[BEGIN Supplied data]

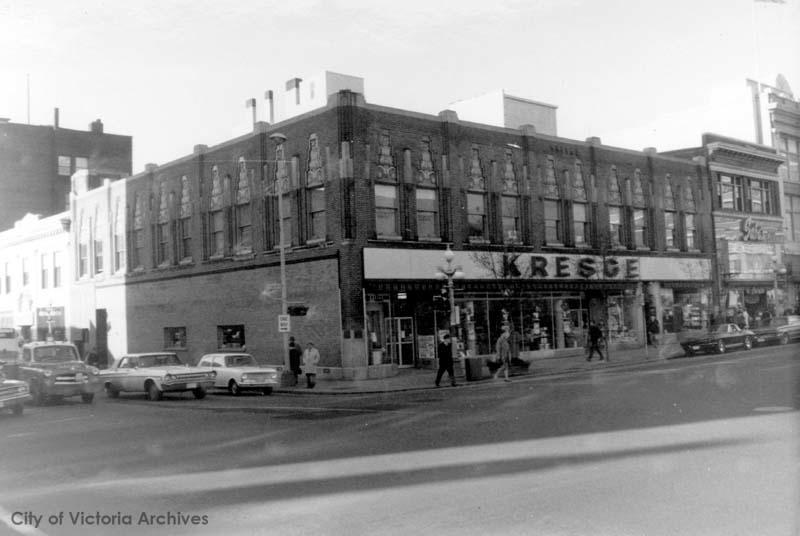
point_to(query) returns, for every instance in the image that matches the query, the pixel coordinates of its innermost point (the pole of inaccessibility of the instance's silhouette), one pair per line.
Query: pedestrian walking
(295, 354)
(310, 360)
(653, 331)
(445, 351)
(595, 336)
(503, 350)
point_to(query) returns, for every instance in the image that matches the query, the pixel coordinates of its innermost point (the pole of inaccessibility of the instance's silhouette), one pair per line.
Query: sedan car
(780, 330)
(156, 373)
(54, 370)
(718, 339)
(13, 393)
(239, 372)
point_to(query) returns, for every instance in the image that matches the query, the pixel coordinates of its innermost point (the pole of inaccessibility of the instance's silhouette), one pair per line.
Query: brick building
(550, 232)
(36, 162)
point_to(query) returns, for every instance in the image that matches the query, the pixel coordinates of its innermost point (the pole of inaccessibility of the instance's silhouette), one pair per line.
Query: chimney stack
(271, 104)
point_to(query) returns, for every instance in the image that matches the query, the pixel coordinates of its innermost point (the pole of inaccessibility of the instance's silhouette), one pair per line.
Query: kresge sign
(386, 263)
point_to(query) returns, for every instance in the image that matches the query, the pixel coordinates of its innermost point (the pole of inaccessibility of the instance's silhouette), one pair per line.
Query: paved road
(688, 446)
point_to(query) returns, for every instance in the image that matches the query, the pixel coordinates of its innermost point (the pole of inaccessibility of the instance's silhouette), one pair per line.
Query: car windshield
(242, 360)
(158, 360)
(55, 354)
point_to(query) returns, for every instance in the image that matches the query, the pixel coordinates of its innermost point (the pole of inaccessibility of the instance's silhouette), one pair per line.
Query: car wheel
(233, 387)
(153, 392)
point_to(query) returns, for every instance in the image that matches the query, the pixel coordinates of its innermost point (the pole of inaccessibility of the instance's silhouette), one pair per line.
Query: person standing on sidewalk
(595, 336)
(310, 360)
(445, 351)
(503, 350)
(295, 353)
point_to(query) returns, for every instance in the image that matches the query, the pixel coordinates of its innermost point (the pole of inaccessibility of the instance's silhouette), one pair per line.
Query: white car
(156, 373)
(239, 372)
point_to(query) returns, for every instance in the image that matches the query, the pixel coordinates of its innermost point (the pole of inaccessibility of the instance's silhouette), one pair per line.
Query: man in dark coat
(295, 353)
(445, 361)
(595, 336)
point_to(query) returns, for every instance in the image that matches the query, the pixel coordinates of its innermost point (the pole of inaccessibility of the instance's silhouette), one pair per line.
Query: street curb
(483, 381)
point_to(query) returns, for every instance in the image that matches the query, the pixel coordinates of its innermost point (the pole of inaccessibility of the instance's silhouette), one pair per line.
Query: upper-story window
(386, 210)
(119, 237)
(581, 222)
(476, 215)
(791, 148)
(44, 259)
(745, 194)
(185, 221)
(58, 264)
(138, 232)
(7, 278)
(216, 216)
(242, 211)
(99, 234)
(760, 197)
(83, 248)
(427, 213)
(64, 165)
(26, 276)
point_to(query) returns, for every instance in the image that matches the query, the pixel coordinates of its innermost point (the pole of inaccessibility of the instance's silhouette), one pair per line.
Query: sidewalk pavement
(418, 379)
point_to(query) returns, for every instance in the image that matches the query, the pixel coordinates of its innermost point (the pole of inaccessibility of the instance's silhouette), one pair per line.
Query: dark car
(780, 330)
(718, 339)
(54, 369)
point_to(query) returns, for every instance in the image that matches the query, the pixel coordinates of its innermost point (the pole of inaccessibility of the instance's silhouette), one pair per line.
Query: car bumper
(184, 386)
(71, 389)
(11, 401)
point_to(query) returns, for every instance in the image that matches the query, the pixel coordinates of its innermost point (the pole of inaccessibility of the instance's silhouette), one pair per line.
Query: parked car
(239, 372)
(13, 393)
(780, 330)
(54, 369)
(154, 374)
(717, 339)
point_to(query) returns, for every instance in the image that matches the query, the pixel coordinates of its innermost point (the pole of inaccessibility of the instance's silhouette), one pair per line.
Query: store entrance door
(400, 340)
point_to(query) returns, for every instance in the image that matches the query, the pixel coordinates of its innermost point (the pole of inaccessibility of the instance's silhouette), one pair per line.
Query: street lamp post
(449, 273)
(279, 140)
(777, 269)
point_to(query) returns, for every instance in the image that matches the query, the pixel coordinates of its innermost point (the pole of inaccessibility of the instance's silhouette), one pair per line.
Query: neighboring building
(35, 277)
(748, 226)
(499, 109)
(36, 163)
(551, 233)
(776, 116)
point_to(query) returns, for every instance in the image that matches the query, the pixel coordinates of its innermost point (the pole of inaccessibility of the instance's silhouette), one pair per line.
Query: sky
(173, 74)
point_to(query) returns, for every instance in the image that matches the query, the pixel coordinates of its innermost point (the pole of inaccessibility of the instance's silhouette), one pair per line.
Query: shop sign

[END Supplied data]

● **Exercise objective**: Print each record exactly as it stands, leaving the images out.

● **Solution to this exercise**:
point_to(query) returns, for every instance in the image that matches the query, the pixel coordinates of its innermost point (the pole of inaccessibility of the instance's silhouette), one pair per line.
Query: pedestrian walking
(295, 354)
(310, 360)
(653, 331)
(445, 351)
(595, 336)
(503, 350)
point_to(query) returns, for every instance in the image that matches the query, the pixel coordinates of its innermost point (the pole of inaccessibility of the instance's silhouette), one pair per line.
Query: sedan car
(780, 330)
(156, 373)
(54, 370)
(718, 339)
(13, 393)
(239, 372)
point_to(query) returns, for every instance in the image that matches the query, the pixel coordinates of its innermost point (the pole of inaccessibility of the instance's silhouette), one pair per line.
Query: brick building
(550, 232)
(36, 162)
point_to(query) returns, for every instance in the image that matches the query, the pixel coordinates of its innermost point (the pole of inaccessibility of the instance's silhouette), one pair per line.
Query: chimney stack
(271, 104)
point_to(query) returns, for every instance in the image that matches the query, the pixel coordinates of its innermost point (the pole of inaccessibility of the instance's silhouette), one pair per line.
Query: kresge sign
(386, 263)
point_to(query) returns, for every instance in the image that matches the query, the pixel coordinates of its innermost point (the pole of inaccessibility of the instance's silhouette), one pair per line.
Query: paved road
(688, 446)
point_to(query) returns, for every instance in the image that matches the query, the pixel coordinates of its innermost point (the pole of inaccessibility of the instance's silhouette), one pair per line.
Query: car windshield
(242, 360)
(158, 360)
(55, 354)
point_to(query) returns, for every instance in the image that matches the query, the pixel coordinates of its innermost point (the pole of inaccessibility of the instance's silhouette), one pair per line.
Query: car wheel
(233, 387)
(153, 392)
point_to(query) returns, for every instance in the image that matches the query, the pixel coordinates of its innermost point (the pole of inaccessibility of the instance's silhouette), one pair per line.
Query: person standing on sidewalk
(595, 336)
(310, 360)
(445, 351)
(503, 350)
(295, 353)
point_to(query) returns, for every instance in the image that matches the query, the pixel coordinates of its innermost point (the pole of inaccessibility of the instance's silhouette), one pair per line.
Query: white car
(156, 373)
(239, 372)
point_to(query) returns, for every instance in the image that matches the query, the pixel coordinates of its innermost point (the pole of inaccessibility of the instance's silhouette), one pair per line.
Query: man in dark coat
(295, 353)
(445, 361)
(595, 336)
point_to(query) returns, for every instance in the image that matches the query, the pixel coordinates of its innermost point (the pole of inaccessibility of the instance's silhouette), one pair per line.
Query: street curb
(483, 381)
point_to(query) returns, for every instance in the image that matches the query, the pixel coordinates of its innermost point (the pole of inaccessibility of the instance's silhouette), one pair per line.
Query: upper-story window
(386, 210)
(119, 237)
(581, 222)
(476, 215)
(791, 148)
(44, 259)
(745, 194)
(185, 221)
(58, 264)
(138, 232)
(7, 278)
(216, 216)
(242, 211)
(99, 234)
(760, 197)
(83, 248)
(427, 213)
(64, 165)
(26, 276)
point_to(query) returns, for every instance in the image that matches the query, the pixel coordinates of its innermost point (the pole of inaccessibility of the instance's silhouette), one pair per line.
Query: sidewalk pavement
(418, 379)
point_to(query) returns, for every instance in the image that matches the query, the pixel coordinates of its innermost point (the pole of inaccessibility of the instance's silhouette), one pair per line.
Query: dark car
(780, 330)
(718, 339)
(54, 369)
point_to(query) returns, for every instance in the image that matches the query, the pixel coordinates of its innermost point (the pole of inaccessibility of the instance's silhouette), one pair per line.
Query: car bumper
(184, 386)
(71, 389)
(11, 401)
point_to(query) returns, for every instance in the image that matches the query, the pixel coordinates of its innermost point (the pole of inaccessibility of the instance's silhouette), one pair per line.
Query: parked car
(239, 372)
(13, 393)
(780, 330)
(54, 369)
(154, 374)
(717, 339)
point_to(query) returns, for every instance in the image that matches the query, the pixel coordinates of its innermost point (the pole of inaccessibility of the instance's silhouette), one pair per line.
Query: store entrance door
(400, 340)
point_to(query) returns, for every instance in the image that matches the query, the pixel coordinates of its innermost point (the pole of inaccessibility of the instance's silhouette), one pair per line.
Query: street lamp post
(449, 273)
(279, 140)
(777, 269)
point_to(query) returns, for every instance in the image that matches the query, the pixel coordinates of its innermost point (the pole of inaccessibility of the instance's silhouette), one pair per line.
Query: neighboring building
(35, 277)
(748, 226)
(499, 109)
(36, 163)
(551, 233)
(776, 116)
point_to(query) returns, for every instance in the image that matches the query, the pixel coordinates of its innermost point (the pole of inaccessibility of the instance's silhouette), one pair per line.
Query: sky
(173, 74)
point_to(query) returns, for every instance in the image that matches the query, the pixel coordinates of its innermost point (the pole of inaccessibility of the instance's silhouette), one pair per line.
Query: shop sign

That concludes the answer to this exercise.